━━━━━ STUDY TEXT

Saleem Haddad’s unwavering dedication to detail, narrative arc, and consequence make Guapa necessarily poignant, uncomfortable, and meaningful.


Publisher: Other
Length: 368 pages
Author: Saleem Haddad
Price: $16.95
Format: Paperback
Publication date: 2016-03

One of the ugliest and most unjust social evils that still plagues our lives is homophobia. Although America has come a good way in terms of extinguishing these prejudices and misguided perspectives (thought not as far as some European and Scandinavian countries), there is undoubtedly much more progress to be made. Furthermore, as injurious as homophobia continues to be in the US, it’s certainly treated with far more brutality and backlash in other parts of the world.

Thankfully, creative artists often serve as the voices through which critical social commentaries about such inequalities are made. In his debut novel, Guapa, author Saleem Haddad excels at doing just that, as his tale of “Rasa, a gay man [in his late 20s] living in an unnamed Arab country, [who’s] trying to carve out a life for himself in the midst of political and religious upheaval” is filled with gritty hardships, elegiac yet endearing aspirations, and relatable portrayals. By internalizing its representations of internal cultural conflict, familial dissonance, and overbearing lifestyle restrictions, readers can’t help but empathize and feel outraged as they follow several lives that should be much easier to live.

In a way, Guapa is a spiritual sibling to the works of Khaled Hosseini (The Kite Runner) because it presents a Middle Eastern tale that’s “equal parts coming-of-age odyssey, love story, and searing systematic and political critique” to a Western audience. The story is set over the course of 24 hours and kicks off when Rasa’s grandmother, Teta, catches him and his lover, Taymour, in bed. From there, Rasa sets out on a journey to comprehend and conquer his feelings of shame, abandonment, and yearning while engulfed in “the ethos of young rebels who drove the Arab Spring into being...” Along the way, he revisits both “the secrets that haunt his family” and his past excursions into homosexuality, culminating in a surprising and substantial final few chapters that leave lasting ramifications.

━━━━━━━━━━

● **TASKS TO COMPLETE**
1. Name every character from the novel Guapa who is mentioned by name in the Guapa review.
2. Supply the next portion of the Guapa review, beginning after its final sentence.
The items that follow are drawn from a separate source and have no connection to the Guapa review.

━━━━━ RECORDS

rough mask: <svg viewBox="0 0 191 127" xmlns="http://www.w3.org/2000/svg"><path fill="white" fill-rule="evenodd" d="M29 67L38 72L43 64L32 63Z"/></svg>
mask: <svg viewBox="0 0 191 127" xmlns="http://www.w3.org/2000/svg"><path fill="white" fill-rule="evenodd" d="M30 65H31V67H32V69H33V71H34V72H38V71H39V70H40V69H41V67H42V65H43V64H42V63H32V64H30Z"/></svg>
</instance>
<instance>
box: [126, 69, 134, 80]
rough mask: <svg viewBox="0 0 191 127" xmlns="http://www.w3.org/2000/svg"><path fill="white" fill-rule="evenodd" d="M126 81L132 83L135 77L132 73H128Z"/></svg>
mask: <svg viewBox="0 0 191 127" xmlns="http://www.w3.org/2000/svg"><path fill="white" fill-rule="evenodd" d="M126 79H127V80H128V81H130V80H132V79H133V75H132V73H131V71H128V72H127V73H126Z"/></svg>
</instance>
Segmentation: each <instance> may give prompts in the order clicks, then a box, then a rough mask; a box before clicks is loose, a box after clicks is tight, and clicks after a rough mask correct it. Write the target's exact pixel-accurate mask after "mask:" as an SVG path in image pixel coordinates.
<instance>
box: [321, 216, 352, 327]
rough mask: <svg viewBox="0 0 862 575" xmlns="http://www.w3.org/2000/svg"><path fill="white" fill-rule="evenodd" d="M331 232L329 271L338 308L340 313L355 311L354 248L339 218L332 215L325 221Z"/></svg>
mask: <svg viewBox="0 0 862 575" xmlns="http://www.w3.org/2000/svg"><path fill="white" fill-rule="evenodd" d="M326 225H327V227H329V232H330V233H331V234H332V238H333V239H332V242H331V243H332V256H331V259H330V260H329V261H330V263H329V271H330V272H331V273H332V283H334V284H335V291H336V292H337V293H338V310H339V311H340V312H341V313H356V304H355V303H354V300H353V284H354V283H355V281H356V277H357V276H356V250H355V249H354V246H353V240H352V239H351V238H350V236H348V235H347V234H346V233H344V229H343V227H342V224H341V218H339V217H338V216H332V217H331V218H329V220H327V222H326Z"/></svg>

━━━━━━━━━━

● **EXPECTED RESULTS**
1. Rasa, Teta, Taymour

2.
Expectedly, one of the most striking aspects of the novel is how Rasa continuously expresses his feelings about his lover. Torn between an immeasurable need to be Taymour’s soulmate and an equally endless fear of losing him at any moment, his cognitive dissonance over their relationship (and his sexual orientation) permeates his every thought and action. Consider, for instance, how he reacts at the start of the book, when Teta catches them and Taymour flees:

In the three years we’ve been together, this is the first time I cannot bear to think of him. I need to speak to him, to hear his voice, but his name brings back all the shame. I’m an animal, dirty and disgusting, madly hunting after my desires with no care for what is right and wrong.

To be fair, his affection for Taymour sometimes borders on pathetic obsession, which makes his monologues irritating at times. In particular, there’s a scene in which Rasa, well, stalks him while Taymour is at a restaurant with his family. Rasa watches from afar yet tells us that “they would likely not notice me if I were to stand at the end of their long table like a lonely ghost.” He also checks his cell phone far too frequently to see if Taymour has responded to his myriad of desperate texts (whose contents are usually variations of “You promised we would always find a way to be together. We can still meet in hotels. See, that’s just one idea. There will be others, if only we choose to look at the positives”).

Once the full scope of the situation is revealed (in a weighty twist), however, things fall into place and Rasa’s urgency feels much more warranted. Of course, anyone who’s ever been afraid of losing their partner can relate to Rasa’s panic, too.

In one of the book’s most remarkable passages, Haddad uses Rasa to capture the psychological harm that is inevitable in forcing homosexual men into heterosexual unions:

Nightmares of marriage traumatized me. While I felt affection toward many women, I could never imagine myself with one. Whatever attraction I felt was due to the social acceptance that courting a woman might bring. I resigned myself to the inevitable prison sentence of marriage. I would marry and have children and live every night in fear, curled up in the far corner of my bed, anxious at the thought of touching my wife. I would be unhappy and alone, and any future children would be nothing more than a gift to Teta for her years of hard work.

As for Teta (who, in a way, is the novel’s central antagonist), she’s among the most well-developed and multifaceted characters in Guapa. She’s Rasa’s paternal grandmother, and while her stubborn authority and unflinching bigotry will no doubt infuriate any reader who sides with Rasa, her actions and motivations make sense considering how much she and Rasa depend on each other. Without giving too much away, suffice to say that she’s a very sympathetic character in the grand scheme of things, as the tragedies that connect her to her grandson legitimize her controlling nature.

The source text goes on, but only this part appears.